## QUESTIONS ON THE MATERIAL
a. In two sentences, what happens in the model-painting post?
b. Which stencil sheets does the model-painting post list as received? Give each with its scale.
c. In the model-painting post, what paint was used on the fuselage when it orange peeled?

PROVIDED PASSAGE Start Marker

[:(]So I spend all this time pestering the best research guys on this site to help me come up with a paint scheme that is a little different from all the others I’ve seen for the AcMin F3F-1, a beautiful little kit. All is going well – I’ve arrived at a VF-4 Red Rippers plane from the USS – (I forgot, the one with the green tails on its a/c), with a white cowl, fuselage stripe and wing chevron edged with the finest black lines. So far so good. The Eagle yellow-orange comes out gorgeously on the top wing with the chevron. Long story short, I got too close painting the fuselage with MM non-buffing aluminum and the #@%$ thing orange peeled. I am so broken hearted, and I haven’t the faintest idea how to salvage it. Any suggestions? I was going to be so proud of this, and it was going to be a shelf mate with my AcMin SBD-1 Marine Dauntless, with the True Blue cowl, band and chevron, same yellow wing and black cheater stripes. BUT…
Along comes Santa disguised as the mailman, drops off a heavy envelope from Korea. Inside? Not one, but SIX review sheets of dry transfers courtesy of HobbyDecal.
This is what I got:
1/32 Spitfire stencils
1/48 Hurricane stencils
1/48 Me 262 stencils
1/48 A6M Zero stencils (very colorful, with the gear door and prop stripes)
1/48 F-86 stencils (with wide black and red striping)

PROVIDED PASSAGE End Marker
EXTRACTED DATA Start Marker

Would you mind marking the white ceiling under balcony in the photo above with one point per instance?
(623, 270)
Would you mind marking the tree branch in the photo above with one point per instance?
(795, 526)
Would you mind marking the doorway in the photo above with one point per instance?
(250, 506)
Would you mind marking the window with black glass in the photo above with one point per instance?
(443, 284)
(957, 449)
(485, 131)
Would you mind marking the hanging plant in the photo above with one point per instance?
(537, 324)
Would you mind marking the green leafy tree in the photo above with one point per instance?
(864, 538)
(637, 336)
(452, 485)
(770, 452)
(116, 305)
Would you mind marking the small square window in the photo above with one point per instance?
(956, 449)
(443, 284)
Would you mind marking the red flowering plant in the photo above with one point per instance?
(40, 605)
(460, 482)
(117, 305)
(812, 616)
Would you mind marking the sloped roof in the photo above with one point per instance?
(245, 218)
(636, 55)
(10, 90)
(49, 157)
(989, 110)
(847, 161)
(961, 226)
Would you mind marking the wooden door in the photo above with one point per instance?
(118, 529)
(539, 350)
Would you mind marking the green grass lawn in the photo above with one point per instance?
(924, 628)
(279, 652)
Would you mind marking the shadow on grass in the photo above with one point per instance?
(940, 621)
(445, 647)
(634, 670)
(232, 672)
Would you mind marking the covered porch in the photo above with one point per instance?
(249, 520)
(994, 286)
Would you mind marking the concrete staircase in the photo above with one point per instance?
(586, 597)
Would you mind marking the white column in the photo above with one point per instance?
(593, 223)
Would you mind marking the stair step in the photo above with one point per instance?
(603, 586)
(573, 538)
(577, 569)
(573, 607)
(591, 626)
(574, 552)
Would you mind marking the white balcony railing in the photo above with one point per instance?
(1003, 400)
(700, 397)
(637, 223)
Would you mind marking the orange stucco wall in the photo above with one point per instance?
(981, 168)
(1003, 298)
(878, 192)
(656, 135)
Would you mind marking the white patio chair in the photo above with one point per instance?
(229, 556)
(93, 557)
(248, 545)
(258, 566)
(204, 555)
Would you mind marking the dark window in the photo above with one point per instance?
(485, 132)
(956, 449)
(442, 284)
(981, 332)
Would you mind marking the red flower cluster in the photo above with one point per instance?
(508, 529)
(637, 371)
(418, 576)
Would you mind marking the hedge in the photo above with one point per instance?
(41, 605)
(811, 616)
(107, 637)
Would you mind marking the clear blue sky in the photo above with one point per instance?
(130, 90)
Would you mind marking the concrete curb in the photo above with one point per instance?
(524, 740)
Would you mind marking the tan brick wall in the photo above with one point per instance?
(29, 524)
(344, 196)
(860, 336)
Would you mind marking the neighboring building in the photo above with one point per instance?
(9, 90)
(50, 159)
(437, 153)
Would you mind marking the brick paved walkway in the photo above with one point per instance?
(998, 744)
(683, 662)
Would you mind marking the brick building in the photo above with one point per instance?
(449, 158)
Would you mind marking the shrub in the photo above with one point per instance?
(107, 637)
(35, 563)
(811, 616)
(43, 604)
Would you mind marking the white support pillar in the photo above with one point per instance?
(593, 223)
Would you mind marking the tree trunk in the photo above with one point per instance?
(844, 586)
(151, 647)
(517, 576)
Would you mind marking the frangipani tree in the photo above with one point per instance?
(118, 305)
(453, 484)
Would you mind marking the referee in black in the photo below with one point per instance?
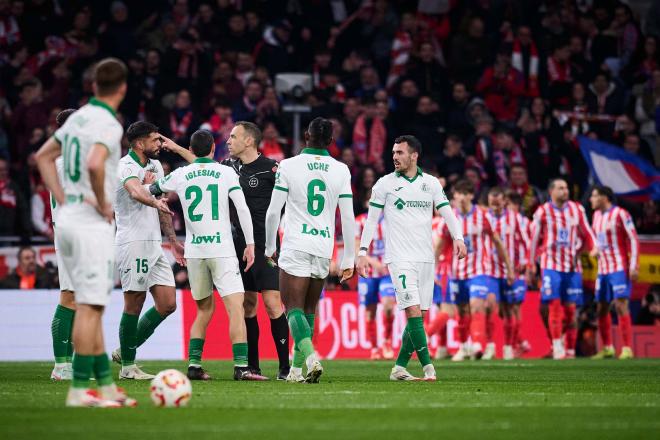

EXTRACTED DATA End Marker

## EXERCISE ANSWERS
a. The writer worked out a VF-4 Red Rippers paint scheme for the AcMin F3F-1 kit, but the fuselage orange peeled after being sprayed too closely with MM non-buffing aluminum. The writer then received an envelope from Korea with dry transfer review sheets from HobbyDecal.

b.
1/32 Spitfire stencils
1/48 Hurricane stencils
1/48 Me 262 stencils
1/48 A6M Zero stencils
1/48 F-86 stencils

c. MM non-buffing aluminum.